* TASK DESCRIPTION *
Retype the stretch of the data from the line containing "outline blue denim shirt" through the line containing "280 221 L 283", both ends included, with nothing changed.

--- start ---

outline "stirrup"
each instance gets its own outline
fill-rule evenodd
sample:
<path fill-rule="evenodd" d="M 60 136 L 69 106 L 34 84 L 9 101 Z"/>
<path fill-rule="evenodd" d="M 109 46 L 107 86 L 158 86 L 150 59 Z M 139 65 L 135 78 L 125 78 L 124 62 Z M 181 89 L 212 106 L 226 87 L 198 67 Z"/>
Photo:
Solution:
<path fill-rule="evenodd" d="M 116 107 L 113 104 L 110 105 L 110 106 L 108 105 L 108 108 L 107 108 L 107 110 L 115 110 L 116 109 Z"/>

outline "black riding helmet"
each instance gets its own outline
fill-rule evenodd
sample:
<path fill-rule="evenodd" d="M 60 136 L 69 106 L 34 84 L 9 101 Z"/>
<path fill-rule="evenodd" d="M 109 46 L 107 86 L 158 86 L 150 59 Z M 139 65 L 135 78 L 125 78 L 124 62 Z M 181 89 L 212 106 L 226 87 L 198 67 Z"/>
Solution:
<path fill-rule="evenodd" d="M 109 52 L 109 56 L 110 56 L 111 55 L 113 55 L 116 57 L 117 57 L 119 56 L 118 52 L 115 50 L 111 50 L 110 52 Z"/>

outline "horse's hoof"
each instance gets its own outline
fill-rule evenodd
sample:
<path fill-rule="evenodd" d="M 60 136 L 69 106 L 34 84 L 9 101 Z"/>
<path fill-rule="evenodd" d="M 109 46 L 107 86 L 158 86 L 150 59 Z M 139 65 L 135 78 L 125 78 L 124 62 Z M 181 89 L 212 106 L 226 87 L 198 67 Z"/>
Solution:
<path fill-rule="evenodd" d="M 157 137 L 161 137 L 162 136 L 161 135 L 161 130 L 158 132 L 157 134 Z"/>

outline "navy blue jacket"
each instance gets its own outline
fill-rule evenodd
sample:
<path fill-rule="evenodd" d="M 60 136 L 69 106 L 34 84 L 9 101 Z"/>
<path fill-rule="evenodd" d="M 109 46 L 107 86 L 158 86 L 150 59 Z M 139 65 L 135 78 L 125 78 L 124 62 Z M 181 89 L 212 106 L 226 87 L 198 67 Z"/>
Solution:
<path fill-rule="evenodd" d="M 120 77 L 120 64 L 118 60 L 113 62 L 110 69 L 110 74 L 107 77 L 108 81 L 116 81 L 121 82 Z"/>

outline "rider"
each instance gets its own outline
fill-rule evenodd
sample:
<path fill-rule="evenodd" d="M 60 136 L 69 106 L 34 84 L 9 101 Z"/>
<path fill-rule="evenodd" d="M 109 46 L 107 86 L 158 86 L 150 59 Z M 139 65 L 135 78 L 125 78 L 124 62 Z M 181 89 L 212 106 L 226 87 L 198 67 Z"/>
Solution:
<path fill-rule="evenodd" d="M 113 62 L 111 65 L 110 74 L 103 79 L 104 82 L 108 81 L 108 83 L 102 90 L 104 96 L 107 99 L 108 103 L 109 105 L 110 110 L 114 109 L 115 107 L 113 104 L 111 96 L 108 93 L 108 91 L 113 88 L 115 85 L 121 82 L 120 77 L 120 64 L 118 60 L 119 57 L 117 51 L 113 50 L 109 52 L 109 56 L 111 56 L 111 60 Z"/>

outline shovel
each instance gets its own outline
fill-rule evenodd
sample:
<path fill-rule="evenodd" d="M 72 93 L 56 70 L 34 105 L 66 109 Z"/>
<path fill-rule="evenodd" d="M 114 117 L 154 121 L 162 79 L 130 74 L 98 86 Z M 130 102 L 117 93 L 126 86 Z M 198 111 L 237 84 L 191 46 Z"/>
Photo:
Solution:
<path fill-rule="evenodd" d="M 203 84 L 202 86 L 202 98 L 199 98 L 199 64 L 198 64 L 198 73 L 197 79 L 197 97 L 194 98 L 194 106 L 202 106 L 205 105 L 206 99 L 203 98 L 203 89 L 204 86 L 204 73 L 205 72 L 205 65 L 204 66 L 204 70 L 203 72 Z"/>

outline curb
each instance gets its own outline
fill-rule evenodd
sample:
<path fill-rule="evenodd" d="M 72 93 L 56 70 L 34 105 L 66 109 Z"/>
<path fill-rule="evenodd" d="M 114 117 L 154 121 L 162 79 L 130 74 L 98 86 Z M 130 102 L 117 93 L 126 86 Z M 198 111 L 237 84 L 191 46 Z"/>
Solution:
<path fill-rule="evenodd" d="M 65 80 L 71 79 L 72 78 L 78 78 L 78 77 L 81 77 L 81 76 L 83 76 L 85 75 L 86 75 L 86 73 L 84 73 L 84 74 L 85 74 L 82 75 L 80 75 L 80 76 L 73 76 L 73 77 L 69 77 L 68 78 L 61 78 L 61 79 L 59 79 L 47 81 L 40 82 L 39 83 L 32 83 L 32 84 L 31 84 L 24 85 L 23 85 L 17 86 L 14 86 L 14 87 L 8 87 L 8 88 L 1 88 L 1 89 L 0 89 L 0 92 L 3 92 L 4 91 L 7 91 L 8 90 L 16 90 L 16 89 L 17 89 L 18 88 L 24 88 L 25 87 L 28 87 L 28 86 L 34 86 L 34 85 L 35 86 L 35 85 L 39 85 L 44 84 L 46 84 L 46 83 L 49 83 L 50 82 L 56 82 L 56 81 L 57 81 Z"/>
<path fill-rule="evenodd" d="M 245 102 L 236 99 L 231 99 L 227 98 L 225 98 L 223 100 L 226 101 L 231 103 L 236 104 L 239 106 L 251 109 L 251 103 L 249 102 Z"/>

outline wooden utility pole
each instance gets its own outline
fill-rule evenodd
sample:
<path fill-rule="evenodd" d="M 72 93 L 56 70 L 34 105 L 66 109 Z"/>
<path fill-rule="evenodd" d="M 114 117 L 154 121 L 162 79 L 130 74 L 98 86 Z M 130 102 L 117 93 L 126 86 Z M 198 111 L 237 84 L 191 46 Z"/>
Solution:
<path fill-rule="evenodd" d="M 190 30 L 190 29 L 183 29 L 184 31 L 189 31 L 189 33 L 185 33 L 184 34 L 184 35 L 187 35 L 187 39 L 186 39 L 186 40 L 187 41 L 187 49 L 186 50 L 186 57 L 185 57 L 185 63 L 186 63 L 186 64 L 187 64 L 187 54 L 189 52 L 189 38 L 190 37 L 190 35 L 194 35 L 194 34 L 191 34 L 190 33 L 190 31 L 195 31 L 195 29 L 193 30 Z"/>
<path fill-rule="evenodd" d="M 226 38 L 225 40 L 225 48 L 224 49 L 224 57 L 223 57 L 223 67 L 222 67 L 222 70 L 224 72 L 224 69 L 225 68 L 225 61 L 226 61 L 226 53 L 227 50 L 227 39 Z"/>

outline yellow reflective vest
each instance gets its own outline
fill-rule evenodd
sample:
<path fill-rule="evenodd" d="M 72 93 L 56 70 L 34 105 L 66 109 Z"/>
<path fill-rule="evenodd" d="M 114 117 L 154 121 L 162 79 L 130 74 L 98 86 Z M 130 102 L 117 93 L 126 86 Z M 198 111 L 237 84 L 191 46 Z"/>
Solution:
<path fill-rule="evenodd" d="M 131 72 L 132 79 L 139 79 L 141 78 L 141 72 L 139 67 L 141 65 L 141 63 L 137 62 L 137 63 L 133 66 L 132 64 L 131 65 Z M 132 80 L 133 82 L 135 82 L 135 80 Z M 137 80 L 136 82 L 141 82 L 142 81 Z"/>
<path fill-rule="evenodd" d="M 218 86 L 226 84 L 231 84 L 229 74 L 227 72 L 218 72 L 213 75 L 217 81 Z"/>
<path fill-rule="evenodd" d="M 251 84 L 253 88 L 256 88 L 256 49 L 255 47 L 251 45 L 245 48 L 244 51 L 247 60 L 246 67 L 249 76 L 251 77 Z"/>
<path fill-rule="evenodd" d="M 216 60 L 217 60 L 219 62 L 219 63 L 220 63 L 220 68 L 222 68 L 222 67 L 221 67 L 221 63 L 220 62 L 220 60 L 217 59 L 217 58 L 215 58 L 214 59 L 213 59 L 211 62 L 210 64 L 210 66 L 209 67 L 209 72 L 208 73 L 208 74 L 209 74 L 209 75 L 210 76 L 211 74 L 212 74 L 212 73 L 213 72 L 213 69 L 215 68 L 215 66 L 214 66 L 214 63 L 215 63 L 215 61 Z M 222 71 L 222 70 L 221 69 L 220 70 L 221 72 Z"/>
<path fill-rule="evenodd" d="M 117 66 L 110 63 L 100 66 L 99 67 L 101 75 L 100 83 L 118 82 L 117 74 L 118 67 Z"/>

--- end ---
--- start ---

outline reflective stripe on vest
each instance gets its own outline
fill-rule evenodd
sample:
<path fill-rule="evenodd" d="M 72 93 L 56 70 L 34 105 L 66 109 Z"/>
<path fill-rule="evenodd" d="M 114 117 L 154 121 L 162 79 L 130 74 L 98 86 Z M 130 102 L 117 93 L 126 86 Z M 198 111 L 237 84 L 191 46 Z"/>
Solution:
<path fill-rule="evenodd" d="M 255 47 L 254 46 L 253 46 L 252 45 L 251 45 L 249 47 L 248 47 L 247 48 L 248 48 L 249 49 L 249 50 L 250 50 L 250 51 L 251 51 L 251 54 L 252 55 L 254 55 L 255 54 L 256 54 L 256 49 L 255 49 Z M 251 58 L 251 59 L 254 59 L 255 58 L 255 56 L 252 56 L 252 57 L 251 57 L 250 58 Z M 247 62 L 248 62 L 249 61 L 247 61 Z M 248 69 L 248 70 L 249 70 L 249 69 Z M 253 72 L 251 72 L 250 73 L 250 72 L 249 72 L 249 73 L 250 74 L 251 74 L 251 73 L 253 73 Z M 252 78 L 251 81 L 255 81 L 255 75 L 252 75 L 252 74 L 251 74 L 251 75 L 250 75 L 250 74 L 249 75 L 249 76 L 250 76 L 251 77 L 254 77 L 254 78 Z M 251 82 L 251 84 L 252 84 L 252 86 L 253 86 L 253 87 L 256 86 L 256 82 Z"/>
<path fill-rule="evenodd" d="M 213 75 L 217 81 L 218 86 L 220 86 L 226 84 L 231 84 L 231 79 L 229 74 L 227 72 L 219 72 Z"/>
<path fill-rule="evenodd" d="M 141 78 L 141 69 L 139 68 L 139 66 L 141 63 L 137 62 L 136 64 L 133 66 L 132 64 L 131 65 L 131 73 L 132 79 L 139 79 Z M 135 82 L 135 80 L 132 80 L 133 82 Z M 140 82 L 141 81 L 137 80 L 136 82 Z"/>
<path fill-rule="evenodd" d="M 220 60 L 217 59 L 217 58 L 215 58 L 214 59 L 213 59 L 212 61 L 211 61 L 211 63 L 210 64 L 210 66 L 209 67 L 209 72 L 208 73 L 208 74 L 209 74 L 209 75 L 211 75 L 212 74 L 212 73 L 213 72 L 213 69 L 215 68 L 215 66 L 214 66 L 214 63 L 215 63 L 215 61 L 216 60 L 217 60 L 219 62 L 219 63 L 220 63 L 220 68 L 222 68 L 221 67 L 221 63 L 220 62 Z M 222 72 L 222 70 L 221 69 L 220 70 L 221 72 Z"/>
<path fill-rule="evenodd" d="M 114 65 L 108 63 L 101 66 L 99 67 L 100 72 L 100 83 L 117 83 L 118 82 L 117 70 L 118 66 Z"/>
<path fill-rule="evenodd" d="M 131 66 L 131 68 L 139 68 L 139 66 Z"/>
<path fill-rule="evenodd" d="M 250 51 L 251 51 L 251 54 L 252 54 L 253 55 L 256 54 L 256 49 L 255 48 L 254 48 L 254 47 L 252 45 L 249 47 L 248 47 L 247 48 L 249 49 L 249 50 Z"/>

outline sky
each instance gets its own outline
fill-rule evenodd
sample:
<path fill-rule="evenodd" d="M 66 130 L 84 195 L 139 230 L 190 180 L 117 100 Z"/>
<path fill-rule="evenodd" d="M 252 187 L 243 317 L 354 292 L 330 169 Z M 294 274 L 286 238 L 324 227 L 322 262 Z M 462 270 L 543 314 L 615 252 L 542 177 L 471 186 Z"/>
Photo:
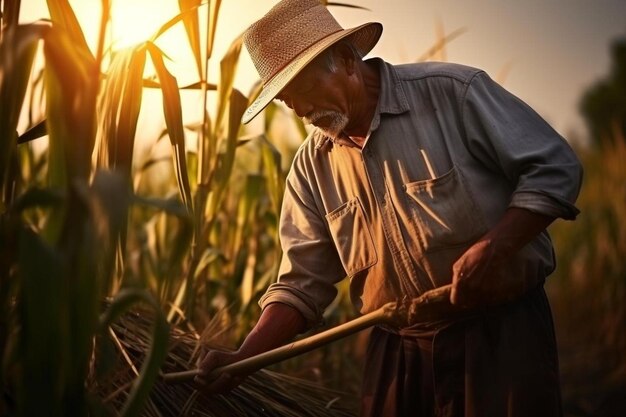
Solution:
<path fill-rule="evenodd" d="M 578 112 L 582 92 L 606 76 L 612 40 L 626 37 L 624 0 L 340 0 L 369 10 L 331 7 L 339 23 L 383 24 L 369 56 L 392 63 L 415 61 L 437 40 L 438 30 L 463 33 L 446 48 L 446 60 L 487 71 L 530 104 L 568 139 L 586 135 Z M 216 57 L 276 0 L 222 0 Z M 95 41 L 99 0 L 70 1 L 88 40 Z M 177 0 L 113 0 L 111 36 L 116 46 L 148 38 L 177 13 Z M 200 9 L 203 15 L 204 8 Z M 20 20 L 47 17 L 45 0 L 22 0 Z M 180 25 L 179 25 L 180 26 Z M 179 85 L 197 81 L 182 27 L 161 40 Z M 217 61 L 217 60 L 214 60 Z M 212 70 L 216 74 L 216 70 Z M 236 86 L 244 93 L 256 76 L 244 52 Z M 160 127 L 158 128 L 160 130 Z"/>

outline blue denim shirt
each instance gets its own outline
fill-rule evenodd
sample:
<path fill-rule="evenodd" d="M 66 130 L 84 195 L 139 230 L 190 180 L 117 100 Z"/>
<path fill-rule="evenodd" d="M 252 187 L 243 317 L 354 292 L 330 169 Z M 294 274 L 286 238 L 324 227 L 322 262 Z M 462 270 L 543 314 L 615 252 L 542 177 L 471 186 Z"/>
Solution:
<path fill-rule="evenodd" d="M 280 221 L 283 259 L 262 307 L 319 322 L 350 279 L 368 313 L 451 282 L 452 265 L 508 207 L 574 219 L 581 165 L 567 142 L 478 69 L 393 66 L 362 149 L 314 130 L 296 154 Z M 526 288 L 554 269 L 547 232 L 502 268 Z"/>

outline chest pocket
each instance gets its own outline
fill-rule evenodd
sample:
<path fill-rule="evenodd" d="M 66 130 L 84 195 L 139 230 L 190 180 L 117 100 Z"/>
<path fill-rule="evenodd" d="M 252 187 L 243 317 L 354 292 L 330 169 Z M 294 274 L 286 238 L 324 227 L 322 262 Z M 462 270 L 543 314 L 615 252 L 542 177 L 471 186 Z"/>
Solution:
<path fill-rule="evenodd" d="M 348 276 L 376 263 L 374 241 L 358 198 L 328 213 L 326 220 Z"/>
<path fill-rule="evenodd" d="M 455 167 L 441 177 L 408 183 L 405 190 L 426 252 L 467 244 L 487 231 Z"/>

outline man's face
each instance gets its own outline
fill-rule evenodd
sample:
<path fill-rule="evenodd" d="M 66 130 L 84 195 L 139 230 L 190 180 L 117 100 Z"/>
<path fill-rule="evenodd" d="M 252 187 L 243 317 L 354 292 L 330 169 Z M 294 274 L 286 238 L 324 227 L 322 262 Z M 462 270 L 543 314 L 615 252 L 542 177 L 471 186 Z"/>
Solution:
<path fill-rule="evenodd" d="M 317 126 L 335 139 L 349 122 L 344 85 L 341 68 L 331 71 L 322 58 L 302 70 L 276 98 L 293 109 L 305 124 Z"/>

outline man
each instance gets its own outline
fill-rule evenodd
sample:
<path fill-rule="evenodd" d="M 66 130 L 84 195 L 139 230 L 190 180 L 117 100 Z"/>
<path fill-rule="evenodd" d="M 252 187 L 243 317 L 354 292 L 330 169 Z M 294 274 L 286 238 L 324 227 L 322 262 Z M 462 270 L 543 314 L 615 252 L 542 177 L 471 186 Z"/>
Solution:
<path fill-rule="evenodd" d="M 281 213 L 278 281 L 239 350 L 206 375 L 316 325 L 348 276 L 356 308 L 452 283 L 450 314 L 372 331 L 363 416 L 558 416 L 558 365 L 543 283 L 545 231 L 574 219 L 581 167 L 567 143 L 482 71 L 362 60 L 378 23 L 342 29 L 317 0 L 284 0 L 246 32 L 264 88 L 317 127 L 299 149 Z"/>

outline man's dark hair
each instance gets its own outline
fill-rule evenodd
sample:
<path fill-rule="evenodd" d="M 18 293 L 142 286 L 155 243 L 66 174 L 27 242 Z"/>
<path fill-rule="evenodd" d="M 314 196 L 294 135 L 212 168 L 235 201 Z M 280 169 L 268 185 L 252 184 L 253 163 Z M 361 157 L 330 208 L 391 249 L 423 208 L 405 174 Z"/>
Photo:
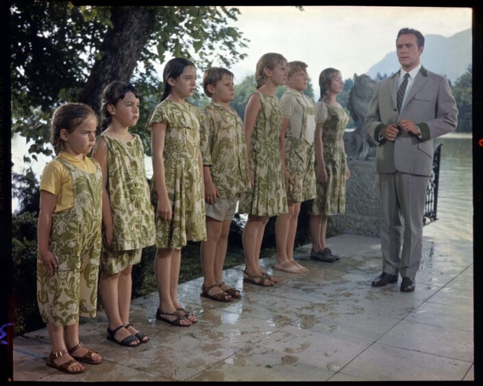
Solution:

--- end ---
--- start ---

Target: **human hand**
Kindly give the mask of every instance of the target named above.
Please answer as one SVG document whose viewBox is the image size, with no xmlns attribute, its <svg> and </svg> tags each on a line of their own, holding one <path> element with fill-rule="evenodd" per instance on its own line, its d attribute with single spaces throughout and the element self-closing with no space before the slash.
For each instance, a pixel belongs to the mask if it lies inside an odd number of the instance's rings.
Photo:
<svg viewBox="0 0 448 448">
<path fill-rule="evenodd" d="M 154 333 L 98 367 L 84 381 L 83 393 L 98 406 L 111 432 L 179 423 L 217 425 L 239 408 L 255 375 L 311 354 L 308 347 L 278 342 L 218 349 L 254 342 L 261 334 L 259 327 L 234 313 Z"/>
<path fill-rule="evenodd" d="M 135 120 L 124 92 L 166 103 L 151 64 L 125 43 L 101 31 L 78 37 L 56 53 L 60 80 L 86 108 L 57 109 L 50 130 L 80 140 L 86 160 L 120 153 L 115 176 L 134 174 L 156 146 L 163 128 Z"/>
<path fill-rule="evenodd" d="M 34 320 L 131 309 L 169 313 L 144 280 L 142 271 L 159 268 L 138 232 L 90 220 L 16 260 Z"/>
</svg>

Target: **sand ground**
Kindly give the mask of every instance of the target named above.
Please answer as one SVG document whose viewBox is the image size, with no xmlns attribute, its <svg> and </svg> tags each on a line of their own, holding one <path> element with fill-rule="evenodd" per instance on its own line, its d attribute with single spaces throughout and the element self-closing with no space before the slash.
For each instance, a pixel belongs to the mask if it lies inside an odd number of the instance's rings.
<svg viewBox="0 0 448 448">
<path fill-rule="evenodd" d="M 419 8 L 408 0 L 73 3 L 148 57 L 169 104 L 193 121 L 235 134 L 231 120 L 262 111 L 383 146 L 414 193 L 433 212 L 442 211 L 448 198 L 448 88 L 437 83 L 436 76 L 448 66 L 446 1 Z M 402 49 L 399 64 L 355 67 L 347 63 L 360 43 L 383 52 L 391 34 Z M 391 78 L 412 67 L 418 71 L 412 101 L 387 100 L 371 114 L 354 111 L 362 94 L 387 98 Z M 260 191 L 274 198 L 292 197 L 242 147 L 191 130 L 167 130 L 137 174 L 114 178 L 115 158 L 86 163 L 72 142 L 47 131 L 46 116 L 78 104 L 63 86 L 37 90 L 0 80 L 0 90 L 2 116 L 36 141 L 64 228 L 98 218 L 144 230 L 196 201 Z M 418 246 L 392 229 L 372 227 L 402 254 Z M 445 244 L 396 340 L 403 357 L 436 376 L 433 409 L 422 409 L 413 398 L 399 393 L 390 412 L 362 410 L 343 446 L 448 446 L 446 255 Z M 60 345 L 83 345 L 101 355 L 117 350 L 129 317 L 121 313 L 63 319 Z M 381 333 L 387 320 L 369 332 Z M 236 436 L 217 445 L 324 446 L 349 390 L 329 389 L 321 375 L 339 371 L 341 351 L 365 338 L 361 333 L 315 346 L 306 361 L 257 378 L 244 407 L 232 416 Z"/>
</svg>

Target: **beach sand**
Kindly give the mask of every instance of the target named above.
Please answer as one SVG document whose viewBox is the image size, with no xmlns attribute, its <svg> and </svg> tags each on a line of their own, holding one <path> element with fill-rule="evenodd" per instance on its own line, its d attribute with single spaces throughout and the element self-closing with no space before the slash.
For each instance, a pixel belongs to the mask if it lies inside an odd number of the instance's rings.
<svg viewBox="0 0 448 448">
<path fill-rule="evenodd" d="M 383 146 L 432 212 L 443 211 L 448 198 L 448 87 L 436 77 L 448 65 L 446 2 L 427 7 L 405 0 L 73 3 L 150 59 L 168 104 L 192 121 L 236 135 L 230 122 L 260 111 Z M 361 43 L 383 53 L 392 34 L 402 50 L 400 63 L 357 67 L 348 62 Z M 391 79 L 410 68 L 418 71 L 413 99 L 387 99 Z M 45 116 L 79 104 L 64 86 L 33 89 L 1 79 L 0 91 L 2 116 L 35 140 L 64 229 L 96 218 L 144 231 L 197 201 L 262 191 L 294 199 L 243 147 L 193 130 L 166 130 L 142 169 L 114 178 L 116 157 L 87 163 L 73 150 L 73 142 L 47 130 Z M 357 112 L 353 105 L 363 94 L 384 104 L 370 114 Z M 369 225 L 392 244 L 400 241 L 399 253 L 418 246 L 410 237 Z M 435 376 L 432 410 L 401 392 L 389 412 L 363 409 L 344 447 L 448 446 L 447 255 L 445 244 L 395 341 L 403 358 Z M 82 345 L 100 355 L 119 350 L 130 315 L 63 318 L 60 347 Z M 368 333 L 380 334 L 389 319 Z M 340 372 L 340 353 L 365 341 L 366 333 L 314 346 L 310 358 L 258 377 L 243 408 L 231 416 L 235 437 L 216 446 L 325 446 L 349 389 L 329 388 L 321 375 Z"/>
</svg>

--- end ---

* SOLUTION FOR THIS TASK *
outline blue denim shirt
each instance gets its own outline
fill-rule evenodd
sample:
<path fill-rule="evenodd" d="M 66 130 L 84 195 L 139 230 L 190 180 L 117 100 Z"/>
<path fill-rule="evenodd" d="M 252 187 L 243 317 L 354 292 L 330 169 Z M 294 274 L 286 238 L 324 227 L 322 262 Z M 462 270 L 543 314 L 615 252 L 542 177 L 471 186 Z"/>
Solution:
<path fill-rule="evenodd" d="M 280 221 L 283 259 L 262 307 L 319 322 L 350 279 L 368 313 L 451 282 L 452 265 L 508 207 L 574 219 L 581 165 L 567 142 L 478 69 L 393 66 L 362 149 L 314 130 L 296 154 Z M 526 288 L 554 269 L 547 232 L 502 268 Z"/>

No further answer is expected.